'''
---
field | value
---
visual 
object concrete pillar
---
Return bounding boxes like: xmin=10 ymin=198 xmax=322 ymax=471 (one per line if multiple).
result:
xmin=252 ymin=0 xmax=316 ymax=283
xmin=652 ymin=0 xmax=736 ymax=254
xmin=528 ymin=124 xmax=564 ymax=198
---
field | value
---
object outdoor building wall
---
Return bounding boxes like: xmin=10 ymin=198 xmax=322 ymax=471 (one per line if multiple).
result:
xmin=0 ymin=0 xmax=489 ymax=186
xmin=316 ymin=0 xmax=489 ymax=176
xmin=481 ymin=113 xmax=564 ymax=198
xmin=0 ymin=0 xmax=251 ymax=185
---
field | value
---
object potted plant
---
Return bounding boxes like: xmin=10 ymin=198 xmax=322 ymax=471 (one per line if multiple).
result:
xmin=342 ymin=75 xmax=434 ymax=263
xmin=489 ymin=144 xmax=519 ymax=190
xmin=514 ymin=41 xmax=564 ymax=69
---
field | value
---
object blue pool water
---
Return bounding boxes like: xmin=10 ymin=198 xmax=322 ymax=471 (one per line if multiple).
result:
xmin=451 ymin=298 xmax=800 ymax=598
'''
'''
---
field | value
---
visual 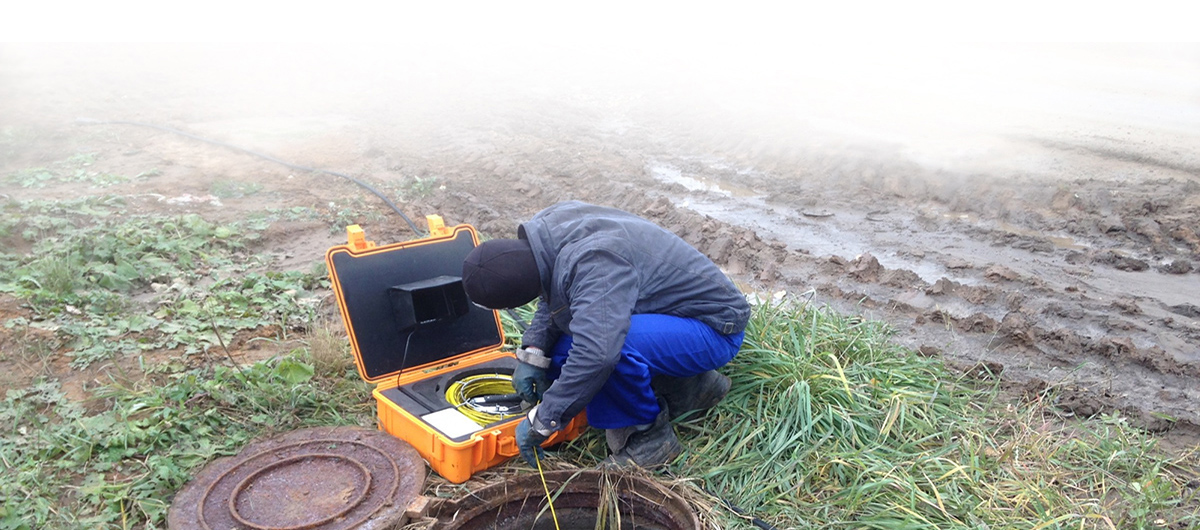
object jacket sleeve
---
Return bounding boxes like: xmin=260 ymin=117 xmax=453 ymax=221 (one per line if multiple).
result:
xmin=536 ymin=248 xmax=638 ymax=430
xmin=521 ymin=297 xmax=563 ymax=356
'''
'''
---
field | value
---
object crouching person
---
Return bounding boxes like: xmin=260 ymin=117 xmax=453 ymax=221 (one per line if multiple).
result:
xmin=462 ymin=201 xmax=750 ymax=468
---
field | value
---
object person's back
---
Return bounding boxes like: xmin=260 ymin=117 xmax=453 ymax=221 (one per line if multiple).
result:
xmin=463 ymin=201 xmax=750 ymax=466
'''
→ Instructions for the task:
Report how many lines of the records above contain the string "object", counting case, and give only the number.

→ Expected answer:
7